**QUOTED PASSAGE:**
US-based
academician Dr Amy Ritterbusch, who was in Kochi recently, says the
worst forms of oppression in any society are meted out by the police
Photos: Dr Amy Ritterbusch; transgenders in Colombia
By
Shevlin Sebastian
It
is night in Bogota, Colombia. Marianna is standing on a sidewalk
looking at the drivers of the cars as they drive past. She is dressed
in a short mini skirt and high heels with mascara on her cheeks and
red lipstick. Marianna is a trans sex worker. As she stands with a
few others, a police van comes up silently. She is quickly bundled
in, along with the others. They sit silently, as the van drives away,
fear creating a firestorm in their hearts.
At
the outskirts of the city, the transgenders are told to get down. At
the point of a gun, all their clothes are removed, despite their
resistance. “Then they are told to run into a dark forest,” says
Dr Amy Ritterbusch, Assistant Professor of Social Welfare at the
Luskin School of Public Affairs, University of California, Los
Angeles. “Soon, the police start shooting at the girls. And these
transgenders have to run for their lives, falling and hurting
themselves and hoping they are not killed.”
Later,
they had to find their way back, towards the city, using leaves and
branches to cover their bodies. “So that's one example of police
brutality,” says Amy, who is of Colombian origin. “There are
homeless individuals, children and adolescents who use drugs and drug
users in general, who are just murdered by the police and their
bodies dumped far away. Another way to describe this is
‘state-sanctioned social cleansing’. They are getting rid of
individuals who are ‘unwanted’ with the help of unofficial death
squads.”
Amy
had come to Kochi, at the invitation of the Rajagiri College of
Social Sciences to interact with students and to give a talk on
police violence at the International Summer University in Social
Work. At the campus when you look out of the window, you can see
green lawns and blue skies, and students milling about, talking in a
peaceful and animated manner.

[Data items]
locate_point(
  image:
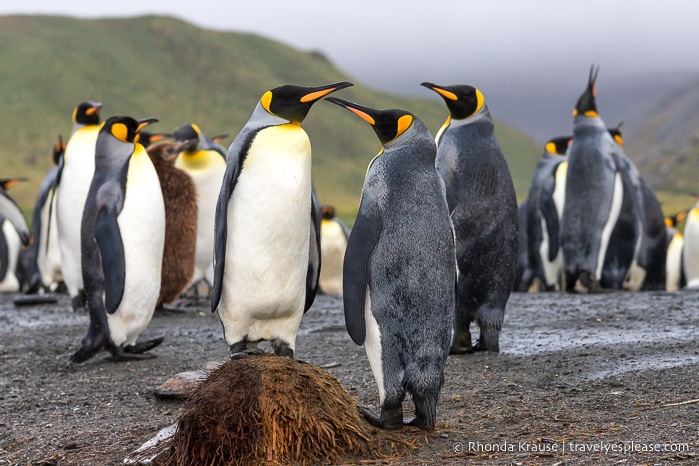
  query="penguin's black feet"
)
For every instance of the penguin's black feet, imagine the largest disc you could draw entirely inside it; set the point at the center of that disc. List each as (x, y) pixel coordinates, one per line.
(281, 348)
(390, 419)
(240, 350)
(489, 340)
(142, 347)
(461, 344)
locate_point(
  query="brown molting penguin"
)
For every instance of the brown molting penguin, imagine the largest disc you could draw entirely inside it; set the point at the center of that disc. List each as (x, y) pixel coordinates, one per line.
(179, 194)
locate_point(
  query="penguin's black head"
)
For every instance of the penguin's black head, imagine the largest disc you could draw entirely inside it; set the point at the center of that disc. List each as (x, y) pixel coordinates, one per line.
(327, 212)
(126, 129)
(559, 145)
(58, 150)
(387, 124)
(87, 113)
(462, 100)
(586, 103)
(293, 103)
(149, 138)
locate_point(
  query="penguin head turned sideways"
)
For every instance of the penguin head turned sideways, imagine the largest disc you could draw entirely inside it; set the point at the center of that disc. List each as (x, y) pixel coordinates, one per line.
(87, 113)
(586, 105)
(388, 124)
(559, 145)
(462, 100)
(292, 103)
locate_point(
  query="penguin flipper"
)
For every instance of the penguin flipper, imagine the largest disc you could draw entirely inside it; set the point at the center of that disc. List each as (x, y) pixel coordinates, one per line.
(552, 226)
(313, 273)
(111, 249)
(355, 273)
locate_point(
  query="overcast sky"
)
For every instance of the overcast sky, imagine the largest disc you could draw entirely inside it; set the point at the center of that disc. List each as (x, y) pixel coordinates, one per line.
(395, 45)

**BRIEF 1:** Return every line of the listing that contains the string "feet", treating uppercase and lowercase as different.
**BRIEF 2:** Please pick up the article on police violence in Colombia where it stops, and continue it.

**FINAL ANSWER 1:**
  query="penguin's black feet"
For every instance of the penguin's black feet, imagine the largest disc you could draw entirely inside it; set the point at the center of that disc. List each as (x, y) pixel coordinates, one per line.

**FINAL ANSWER 2:**
And
Amy also likes what she sees. “Kochi is serene,” she says. “The
people are so generous and hospitable and the food is delicious.
There is a beautiful peace here. In Colombia, because I am working on
so many difficult issues I feel sad and full of rage.”
Soon,
she continues her grim tale. At a particular area in Bogota, there
was a police raid and they arrested several drug addicts. They were
later thrown into a large canal nearby. The canal was located below a
public transportation system. So when the system closed for the
night, and there were no witnesses, the police came and shot at the
men. A few addicts drowned.
“I
was there personally and documented it and spoke to the survivors,”
she says.
Amy
has also been doing something similar in Kampala, Uganda.
With
a sad shake of her head, she says, “Police brutality is the same
all over the world. The state becomes a perpetrator. So, there is a
need to condemn official violence. It is necessary to find mechanisms
to fight against this. In Colombia, just in the last one year,
hundreds of social leaders and human rights defenders have been
assassinated.”
But
when Amy sent reports to international organisations about what had
happened, her team began to be persecuted by the Colombian and
Ugandan governments. “Sadly, the Colombian media took the side of
the government,” she says. “The media discounted the interviews
we did by saying, ‘It's not enough evidence, we need more’. But
my attitude is: any human life that is lost, needs to be denounced,
and remembered. And our aim was to highlight the deaths.”
Asked
how policemen resort to violence so easily, Amy says, “There is a
culture of masculinity in police forces in general.
Violence-mongering is part of the training. They are taught to regard
as criminal those who belong to certain ethnic or racial groups. Even
in the United States, police officers are racist and violence-prone.
They will kill brown or black people on the flimsiest of reasons.”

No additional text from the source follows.